Give only the number of lines in the records that include the string "white".

Information
=== Begin Enclosure ===

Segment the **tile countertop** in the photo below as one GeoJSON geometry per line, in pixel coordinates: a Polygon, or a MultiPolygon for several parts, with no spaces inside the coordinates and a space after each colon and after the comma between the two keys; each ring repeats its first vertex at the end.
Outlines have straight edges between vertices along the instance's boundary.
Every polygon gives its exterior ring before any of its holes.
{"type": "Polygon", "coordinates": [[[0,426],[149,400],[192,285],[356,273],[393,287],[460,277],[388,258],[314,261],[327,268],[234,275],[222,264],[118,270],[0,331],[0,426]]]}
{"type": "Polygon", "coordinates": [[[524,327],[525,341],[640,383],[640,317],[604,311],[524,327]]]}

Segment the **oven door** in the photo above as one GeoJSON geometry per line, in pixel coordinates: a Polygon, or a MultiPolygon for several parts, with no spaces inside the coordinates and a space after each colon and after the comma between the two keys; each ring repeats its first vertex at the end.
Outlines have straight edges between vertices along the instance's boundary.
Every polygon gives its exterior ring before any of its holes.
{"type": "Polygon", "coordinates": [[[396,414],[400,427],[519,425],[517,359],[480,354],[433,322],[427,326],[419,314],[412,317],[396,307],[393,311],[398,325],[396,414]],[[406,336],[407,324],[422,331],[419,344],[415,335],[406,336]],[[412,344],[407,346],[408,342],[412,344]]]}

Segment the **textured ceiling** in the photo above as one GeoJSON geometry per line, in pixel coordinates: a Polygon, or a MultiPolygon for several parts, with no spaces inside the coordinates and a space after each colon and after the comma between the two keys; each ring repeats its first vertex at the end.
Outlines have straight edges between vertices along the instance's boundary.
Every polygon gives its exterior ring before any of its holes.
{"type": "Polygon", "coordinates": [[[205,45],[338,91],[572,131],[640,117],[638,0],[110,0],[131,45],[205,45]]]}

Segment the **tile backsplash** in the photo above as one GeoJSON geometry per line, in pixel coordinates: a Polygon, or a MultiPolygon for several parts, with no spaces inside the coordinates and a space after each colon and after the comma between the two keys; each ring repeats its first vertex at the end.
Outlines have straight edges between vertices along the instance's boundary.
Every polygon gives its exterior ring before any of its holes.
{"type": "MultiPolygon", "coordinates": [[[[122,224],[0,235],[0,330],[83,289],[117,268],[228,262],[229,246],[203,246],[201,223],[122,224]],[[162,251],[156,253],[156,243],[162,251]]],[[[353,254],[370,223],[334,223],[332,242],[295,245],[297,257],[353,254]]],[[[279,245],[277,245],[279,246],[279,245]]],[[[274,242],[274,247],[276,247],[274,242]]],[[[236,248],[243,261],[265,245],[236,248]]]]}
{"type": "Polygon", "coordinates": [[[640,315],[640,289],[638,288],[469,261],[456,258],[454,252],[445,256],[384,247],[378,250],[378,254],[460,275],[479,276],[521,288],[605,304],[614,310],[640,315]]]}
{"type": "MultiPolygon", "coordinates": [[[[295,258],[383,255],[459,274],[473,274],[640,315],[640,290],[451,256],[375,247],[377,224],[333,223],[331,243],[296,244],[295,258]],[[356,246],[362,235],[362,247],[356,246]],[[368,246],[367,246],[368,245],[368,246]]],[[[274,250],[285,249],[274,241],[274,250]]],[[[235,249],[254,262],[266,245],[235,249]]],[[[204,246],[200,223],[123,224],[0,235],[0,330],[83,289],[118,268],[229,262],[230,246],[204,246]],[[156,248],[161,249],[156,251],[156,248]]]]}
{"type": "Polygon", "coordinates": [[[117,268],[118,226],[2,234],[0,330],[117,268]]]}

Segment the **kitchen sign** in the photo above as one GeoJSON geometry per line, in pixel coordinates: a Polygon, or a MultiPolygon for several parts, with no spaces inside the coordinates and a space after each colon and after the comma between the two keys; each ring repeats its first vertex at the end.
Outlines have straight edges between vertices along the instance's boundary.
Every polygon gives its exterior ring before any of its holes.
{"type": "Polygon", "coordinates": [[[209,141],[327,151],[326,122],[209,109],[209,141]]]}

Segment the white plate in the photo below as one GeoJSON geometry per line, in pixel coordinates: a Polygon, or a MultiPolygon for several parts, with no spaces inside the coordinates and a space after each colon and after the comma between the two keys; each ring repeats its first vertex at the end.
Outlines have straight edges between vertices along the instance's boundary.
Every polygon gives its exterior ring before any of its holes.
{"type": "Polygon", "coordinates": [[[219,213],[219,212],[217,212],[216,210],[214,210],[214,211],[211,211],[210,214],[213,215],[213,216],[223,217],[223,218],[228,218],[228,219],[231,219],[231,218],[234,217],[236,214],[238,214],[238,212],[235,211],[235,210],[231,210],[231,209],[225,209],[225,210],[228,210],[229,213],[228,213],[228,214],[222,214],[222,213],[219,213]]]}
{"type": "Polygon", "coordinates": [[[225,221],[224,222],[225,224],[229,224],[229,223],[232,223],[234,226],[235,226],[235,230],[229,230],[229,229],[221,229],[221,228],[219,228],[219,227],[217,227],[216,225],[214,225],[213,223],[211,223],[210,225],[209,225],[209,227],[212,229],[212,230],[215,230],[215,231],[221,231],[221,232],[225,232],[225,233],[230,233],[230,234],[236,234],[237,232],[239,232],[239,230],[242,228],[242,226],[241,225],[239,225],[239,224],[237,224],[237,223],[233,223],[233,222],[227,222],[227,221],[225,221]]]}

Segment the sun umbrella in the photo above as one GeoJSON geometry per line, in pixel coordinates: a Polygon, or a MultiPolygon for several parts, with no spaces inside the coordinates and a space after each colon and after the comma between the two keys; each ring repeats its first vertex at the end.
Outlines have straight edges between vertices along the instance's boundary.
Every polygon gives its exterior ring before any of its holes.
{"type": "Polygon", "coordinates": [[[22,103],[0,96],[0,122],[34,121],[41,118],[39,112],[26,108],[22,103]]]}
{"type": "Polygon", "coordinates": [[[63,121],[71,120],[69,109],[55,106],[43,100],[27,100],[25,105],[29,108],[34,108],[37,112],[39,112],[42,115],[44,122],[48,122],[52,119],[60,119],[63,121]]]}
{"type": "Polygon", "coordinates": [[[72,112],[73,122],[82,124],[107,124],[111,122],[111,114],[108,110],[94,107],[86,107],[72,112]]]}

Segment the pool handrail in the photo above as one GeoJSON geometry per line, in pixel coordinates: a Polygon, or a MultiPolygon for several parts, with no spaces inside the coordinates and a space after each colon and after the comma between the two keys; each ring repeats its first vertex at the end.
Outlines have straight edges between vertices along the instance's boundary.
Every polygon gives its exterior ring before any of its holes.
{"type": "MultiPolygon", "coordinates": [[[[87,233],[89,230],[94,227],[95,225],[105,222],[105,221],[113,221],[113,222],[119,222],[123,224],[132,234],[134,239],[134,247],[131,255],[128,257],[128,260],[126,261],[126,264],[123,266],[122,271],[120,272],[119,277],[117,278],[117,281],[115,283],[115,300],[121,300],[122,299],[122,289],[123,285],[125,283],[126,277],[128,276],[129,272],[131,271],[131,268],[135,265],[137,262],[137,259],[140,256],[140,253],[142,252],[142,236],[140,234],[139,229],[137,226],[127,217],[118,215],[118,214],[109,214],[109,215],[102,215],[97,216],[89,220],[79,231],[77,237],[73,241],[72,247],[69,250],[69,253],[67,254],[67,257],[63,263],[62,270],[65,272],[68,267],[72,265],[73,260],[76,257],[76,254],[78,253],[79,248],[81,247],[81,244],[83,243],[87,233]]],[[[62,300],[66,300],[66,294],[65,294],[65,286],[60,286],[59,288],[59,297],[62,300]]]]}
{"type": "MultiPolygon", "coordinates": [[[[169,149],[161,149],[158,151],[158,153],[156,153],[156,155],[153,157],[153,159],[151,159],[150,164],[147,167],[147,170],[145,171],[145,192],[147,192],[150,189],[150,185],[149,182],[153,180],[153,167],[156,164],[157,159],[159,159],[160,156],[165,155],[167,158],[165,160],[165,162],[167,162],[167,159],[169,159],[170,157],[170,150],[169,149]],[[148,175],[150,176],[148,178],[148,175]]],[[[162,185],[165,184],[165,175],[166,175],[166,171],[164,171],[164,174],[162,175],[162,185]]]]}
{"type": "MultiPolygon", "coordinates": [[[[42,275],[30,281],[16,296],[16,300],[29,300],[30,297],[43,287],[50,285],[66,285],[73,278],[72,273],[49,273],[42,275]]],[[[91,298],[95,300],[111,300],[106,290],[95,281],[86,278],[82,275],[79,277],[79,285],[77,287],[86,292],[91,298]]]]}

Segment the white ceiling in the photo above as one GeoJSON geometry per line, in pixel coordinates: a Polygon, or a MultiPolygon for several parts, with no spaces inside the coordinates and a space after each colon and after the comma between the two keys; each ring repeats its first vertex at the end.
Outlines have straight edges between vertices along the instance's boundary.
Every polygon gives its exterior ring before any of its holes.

=== End Enclosure ===

Answer for this exercise
2